• LES CONSIGNES:
- a) Répondez à ces questions d'après le document :
(i) À partir de quand la hausse des tarifs de l'électricité est-elle programmée ?
(ii) Quel numéro porte la loi qui prévoit déjà la création d'une autorité de régulation ?
(iii) Où doit être domicilié le premier mécanisme de suivi ?
- b) Mettez à jour le passage du document qui va de « Stabilité de la » à « a-t-il néanmoins noté. », en remplaçant « coordination » par « supervision ».

• DOCUMENT:
• • •

Le diplomate a de plus exhorté les dirigeants à ne pas repousser la hausse des tarifs de l’électricité, qui sont subventionnés depuis un quart de siècle. Le plan de réforme pour l’électricité a été adopté au printemps par l’exécutif et l’un de ses volets programme cette hausse à partir du début de 2020, de manière progressive et parallèlement à l’augmentation de la production, qui est également prévue. « Il faut tenir cet engagement pour maintenir la confiance (…) Il ne s’agit pas de rattraper toute la stagnation depuis 1994, (…) mais de faire un geste », a-t-il insisté. M. Duquesne est en outre revenu sur l’importance de la création d’une autorité de régulation indépendante pour le secteur. « Nous évoluons dans une économie moderne : il faut donc une régulation moderne et indépendante », a-t-il martelé. Or le plan de réforme du secteur de l’électricité a été adopté sans que ne soit réglée la question de sa création, pourtant déjà prévue par une loi (n° 462/2002).


Stabilité de la livre
Interrogé sur l’évolution des deux mécanismes de suivi institués lors de la CEDRE et qui doivent encore être formés – un premier domicilié à Beyrouth et centré sur l’exécution des projets ; un second plus large hébergé à l’étranger et dédié à la coordination –, M. Duquesne a affirmé qu’ils « avançaient bien », sans donner d’échéance. « Pour le site internet dédié (qui doit rassembler toutes les données des projets de la CEDRE, NDLR), ça tarde un peu, alors qu’il n’y a pas de difficulté particulière », a-t-il néanmoins noté.

• • •

• DONNÉES FOURNIES:
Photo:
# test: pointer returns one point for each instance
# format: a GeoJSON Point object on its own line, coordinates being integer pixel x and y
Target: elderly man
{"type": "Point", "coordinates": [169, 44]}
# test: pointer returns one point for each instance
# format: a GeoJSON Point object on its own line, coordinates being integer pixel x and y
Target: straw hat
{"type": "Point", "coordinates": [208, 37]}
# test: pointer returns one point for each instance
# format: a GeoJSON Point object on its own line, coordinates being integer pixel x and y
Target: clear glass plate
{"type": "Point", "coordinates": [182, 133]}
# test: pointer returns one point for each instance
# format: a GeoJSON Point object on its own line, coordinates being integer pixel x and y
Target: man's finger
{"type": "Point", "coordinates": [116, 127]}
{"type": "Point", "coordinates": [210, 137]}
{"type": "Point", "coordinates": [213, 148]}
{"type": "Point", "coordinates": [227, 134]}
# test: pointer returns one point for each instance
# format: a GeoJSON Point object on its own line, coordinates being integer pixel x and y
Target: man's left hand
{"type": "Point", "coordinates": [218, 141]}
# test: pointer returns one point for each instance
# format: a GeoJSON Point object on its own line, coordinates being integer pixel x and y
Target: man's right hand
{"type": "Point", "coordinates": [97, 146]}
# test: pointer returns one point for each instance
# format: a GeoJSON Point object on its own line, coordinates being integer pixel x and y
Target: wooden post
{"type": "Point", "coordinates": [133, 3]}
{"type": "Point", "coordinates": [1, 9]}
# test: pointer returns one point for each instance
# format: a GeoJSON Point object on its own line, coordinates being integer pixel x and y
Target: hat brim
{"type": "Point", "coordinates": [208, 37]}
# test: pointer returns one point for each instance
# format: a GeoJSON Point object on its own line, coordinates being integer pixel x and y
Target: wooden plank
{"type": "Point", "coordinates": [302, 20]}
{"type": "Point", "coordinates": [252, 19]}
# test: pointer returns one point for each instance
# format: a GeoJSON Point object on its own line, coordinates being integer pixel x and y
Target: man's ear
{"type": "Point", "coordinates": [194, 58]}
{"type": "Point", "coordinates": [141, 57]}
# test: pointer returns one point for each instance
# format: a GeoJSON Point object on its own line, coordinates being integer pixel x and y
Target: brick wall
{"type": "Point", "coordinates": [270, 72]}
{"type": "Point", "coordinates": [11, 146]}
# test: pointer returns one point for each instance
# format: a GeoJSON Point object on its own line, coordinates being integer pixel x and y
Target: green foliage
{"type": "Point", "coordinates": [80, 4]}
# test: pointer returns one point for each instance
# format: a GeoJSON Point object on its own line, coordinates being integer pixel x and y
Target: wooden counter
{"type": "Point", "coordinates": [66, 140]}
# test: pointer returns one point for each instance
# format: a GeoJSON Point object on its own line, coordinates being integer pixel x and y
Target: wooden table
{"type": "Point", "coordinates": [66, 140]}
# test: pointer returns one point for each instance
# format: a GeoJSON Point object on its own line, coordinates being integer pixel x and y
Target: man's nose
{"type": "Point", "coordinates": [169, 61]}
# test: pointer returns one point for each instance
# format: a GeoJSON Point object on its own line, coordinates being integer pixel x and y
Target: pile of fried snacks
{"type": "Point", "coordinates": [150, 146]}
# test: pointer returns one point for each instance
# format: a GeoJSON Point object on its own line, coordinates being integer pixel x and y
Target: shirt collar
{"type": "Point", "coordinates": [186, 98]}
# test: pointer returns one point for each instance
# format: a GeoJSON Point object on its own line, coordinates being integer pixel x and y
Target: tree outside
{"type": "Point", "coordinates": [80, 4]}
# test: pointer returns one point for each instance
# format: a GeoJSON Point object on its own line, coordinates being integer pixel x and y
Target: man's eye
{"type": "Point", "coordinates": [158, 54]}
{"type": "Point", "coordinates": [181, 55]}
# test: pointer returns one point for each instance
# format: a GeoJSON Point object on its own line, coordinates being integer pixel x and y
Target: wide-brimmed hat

• • •

• RÉPONSES AUX CONSIGNES:
- a)
(i) À partir du début de 2020.
(ii) La loi n° 462/2002.
(iii) À Beyrouth.

- b)
Stabilité de la livre
Interrogé sur l’évolution des deux mécanismes de suivi institués lors de la CEDRE et qui doivent encore être formés – un premier domicilié à Beyrouth et centré sur l’exécution des projets ; un second plus large hébergé à l’étranger et dédié à la supervision –, M. Duquesne a affirmé qu’ils « avançaient bien », sans donner d’échéance. « Pour le site internet dédié (qui doit rassembler toutes les données des projets de la CEDRE, NDLR), ça tarde un peu, alors qu’il n’y a pas de difficulté particulière », a-t-il néanmoins noté.